EXERCISE: Please print every line from the one containing "crest in the photo above." through the last line of the records below, exactly as written and nothing more.

-- Start SOURCE RECORDS --

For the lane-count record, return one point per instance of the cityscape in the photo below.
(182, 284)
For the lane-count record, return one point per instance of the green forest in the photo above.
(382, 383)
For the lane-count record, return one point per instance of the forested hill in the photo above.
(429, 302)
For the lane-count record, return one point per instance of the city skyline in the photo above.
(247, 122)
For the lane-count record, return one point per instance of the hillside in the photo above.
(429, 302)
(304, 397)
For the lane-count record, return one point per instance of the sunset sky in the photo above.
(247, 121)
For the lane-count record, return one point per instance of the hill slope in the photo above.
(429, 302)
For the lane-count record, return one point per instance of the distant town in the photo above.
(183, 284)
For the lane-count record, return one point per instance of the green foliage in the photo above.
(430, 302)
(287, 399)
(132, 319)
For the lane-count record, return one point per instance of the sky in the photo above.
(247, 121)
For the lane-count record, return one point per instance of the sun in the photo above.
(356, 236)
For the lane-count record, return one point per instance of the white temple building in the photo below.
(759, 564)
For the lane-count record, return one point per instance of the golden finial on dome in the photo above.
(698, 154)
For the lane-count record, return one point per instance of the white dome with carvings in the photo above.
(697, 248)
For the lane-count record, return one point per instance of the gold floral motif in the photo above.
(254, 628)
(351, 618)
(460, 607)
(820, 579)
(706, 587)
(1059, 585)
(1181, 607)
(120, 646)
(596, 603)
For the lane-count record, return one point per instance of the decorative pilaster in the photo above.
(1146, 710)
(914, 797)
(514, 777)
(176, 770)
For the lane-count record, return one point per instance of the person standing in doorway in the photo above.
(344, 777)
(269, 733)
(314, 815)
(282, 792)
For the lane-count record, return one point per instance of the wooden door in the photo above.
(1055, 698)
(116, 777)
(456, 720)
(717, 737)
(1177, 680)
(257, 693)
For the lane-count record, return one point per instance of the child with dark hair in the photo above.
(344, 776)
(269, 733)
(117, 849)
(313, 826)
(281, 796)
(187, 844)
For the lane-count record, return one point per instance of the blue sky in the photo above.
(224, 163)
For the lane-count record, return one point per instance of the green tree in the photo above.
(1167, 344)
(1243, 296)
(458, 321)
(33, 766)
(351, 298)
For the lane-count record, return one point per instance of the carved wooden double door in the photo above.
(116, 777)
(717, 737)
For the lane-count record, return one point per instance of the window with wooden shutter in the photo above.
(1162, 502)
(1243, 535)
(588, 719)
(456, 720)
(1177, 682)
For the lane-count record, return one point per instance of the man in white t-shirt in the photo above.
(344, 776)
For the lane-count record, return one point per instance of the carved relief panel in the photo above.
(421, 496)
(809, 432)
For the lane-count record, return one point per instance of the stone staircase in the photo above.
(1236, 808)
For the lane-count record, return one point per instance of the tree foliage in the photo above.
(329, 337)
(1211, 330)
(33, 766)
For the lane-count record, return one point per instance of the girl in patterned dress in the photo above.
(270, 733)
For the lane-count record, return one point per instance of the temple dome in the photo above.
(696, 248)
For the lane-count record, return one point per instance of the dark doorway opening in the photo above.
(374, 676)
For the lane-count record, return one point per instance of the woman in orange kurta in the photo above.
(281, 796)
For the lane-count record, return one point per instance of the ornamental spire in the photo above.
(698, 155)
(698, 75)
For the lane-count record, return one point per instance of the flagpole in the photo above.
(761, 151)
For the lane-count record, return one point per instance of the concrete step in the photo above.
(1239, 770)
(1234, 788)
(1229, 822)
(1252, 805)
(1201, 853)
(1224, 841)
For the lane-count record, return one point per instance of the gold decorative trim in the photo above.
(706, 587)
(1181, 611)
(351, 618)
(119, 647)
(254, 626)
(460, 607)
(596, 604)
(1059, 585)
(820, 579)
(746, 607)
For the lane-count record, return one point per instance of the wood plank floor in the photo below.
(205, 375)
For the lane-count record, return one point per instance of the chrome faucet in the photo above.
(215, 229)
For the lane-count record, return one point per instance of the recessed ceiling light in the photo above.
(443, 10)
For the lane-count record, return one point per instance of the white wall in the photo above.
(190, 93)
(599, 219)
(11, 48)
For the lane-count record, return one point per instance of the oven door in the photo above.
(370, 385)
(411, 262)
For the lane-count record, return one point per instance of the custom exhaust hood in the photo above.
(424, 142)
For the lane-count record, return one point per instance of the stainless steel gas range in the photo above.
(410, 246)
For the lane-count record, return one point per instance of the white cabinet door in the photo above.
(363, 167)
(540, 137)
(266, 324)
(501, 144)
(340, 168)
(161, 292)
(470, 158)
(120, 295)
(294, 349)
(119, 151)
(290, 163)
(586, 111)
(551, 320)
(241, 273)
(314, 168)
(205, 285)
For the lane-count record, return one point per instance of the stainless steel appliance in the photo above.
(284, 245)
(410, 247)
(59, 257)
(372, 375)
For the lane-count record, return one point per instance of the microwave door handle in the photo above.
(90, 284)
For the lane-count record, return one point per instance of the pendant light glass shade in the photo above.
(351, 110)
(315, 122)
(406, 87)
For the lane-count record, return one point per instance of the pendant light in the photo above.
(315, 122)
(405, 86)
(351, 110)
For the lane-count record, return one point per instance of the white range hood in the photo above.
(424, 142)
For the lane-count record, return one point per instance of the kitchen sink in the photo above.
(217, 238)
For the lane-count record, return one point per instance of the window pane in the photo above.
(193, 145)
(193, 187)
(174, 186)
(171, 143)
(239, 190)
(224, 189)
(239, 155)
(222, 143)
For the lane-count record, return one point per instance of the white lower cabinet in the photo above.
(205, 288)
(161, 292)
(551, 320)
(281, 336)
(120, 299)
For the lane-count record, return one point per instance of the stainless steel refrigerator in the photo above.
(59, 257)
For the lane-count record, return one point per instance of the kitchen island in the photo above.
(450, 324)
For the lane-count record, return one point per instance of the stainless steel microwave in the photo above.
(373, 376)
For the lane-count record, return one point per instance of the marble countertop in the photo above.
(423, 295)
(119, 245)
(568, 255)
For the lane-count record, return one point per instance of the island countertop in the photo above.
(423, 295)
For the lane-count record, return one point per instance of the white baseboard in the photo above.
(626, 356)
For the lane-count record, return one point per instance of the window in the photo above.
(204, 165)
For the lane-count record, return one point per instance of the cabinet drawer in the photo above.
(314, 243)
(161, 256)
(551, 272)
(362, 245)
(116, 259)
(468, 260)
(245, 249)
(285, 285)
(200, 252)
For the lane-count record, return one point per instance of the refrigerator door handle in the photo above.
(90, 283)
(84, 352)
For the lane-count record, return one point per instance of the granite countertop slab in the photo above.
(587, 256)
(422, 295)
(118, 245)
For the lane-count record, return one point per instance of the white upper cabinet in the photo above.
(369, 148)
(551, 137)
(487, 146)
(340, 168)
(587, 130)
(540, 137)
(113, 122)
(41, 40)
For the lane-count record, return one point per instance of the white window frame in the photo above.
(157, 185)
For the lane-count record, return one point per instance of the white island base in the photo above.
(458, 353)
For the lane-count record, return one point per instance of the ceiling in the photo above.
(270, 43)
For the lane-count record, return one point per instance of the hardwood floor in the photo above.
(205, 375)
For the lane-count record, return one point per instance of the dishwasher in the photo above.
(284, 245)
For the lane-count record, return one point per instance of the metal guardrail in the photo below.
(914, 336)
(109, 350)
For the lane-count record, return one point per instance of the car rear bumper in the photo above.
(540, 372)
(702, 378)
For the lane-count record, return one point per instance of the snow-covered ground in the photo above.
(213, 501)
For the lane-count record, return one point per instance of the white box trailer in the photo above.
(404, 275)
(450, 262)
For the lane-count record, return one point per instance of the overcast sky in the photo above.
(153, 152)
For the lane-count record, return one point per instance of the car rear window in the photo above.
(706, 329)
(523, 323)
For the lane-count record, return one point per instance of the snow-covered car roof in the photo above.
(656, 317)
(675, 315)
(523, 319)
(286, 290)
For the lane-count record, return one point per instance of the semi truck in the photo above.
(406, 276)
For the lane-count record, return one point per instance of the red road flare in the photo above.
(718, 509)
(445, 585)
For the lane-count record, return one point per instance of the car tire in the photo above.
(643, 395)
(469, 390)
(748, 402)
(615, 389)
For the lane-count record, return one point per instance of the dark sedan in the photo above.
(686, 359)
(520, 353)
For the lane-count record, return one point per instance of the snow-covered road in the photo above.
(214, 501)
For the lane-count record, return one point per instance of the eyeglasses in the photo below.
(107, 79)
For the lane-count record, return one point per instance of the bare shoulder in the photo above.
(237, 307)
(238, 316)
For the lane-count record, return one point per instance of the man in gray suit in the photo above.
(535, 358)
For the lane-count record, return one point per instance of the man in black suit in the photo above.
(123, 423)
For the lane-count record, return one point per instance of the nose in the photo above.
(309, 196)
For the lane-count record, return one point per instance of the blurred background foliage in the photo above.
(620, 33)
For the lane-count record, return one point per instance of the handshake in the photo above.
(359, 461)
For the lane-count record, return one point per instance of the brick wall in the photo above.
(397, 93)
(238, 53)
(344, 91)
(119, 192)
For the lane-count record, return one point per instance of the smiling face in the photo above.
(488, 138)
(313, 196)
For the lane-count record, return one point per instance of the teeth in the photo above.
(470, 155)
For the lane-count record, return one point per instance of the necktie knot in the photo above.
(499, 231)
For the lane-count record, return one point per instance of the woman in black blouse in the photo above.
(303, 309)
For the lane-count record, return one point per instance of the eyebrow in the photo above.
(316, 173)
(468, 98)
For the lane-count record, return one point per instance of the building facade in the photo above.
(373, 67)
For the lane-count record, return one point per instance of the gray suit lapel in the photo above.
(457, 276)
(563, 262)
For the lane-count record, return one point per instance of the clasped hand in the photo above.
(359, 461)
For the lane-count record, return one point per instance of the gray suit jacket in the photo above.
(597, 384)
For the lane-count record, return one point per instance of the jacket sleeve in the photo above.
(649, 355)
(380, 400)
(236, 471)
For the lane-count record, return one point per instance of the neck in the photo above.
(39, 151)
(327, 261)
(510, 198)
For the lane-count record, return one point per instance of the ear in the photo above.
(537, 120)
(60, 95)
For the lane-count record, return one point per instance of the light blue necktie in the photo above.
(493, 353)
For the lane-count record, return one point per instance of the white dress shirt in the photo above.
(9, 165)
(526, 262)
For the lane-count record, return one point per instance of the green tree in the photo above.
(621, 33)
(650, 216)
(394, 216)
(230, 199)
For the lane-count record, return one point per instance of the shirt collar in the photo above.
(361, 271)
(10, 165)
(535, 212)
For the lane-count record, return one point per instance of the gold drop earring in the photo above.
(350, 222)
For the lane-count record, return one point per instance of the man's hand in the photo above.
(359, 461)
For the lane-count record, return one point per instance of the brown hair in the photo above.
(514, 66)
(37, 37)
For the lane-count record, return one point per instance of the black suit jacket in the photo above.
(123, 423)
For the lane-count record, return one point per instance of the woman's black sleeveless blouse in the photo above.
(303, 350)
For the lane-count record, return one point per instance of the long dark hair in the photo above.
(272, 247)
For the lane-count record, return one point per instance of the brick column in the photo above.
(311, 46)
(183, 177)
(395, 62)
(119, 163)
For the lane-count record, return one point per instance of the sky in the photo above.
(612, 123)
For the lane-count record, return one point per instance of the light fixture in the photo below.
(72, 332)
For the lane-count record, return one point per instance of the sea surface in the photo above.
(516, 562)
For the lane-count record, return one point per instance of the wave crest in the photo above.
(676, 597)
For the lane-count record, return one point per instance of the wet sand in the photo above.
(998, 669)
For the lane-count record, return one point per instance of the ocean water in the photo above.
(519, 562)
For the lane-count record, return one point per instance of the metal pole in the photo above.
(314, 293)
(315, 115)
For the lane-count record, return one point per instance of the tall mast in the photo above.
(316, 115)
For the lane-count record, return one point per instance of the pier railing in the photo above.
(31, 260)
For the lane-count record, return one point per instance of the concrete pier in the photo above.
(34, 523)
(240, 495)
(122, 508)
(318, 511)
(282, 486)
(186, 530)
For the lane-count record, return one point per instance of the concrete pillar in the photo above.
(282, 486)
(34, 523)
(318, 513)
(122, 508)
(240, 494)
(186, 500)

-- End SOURCE RECORDS --

FINAL ANSWER:
For the lane-count record, return one point per instance of the wave crest in the photo above.
(676, 597)
For the lane-count record, return one point per instance of the wet sand in the photo above.
(998, 669)
For the lane-count record, return one point per instance of the ocean water in the photo above.
(519, 562)
For the lane-count record, return one point per instance of the metal pole in the photo above.
(314, 293)
(315, 115)
For the lane-count record, return one point per instance of the tall mast in the photo above.
(316, 115)
For the lane-count record, return one point per instance of the pier railing in the photo above.
(31, 260)
For the lane-count record, return one point per instance of the concrete pier in the photo above.
(34, 523)
(240, 495)
(122, 508)
(318, 511)
(282, 486)
(186, 530)
For the lane-count record, return one point per instance of the concrete pillar in the photo above.
(282, 486)
(34, 523)
(318, 513)
(122, 508)
(240, 494)
(186, 500)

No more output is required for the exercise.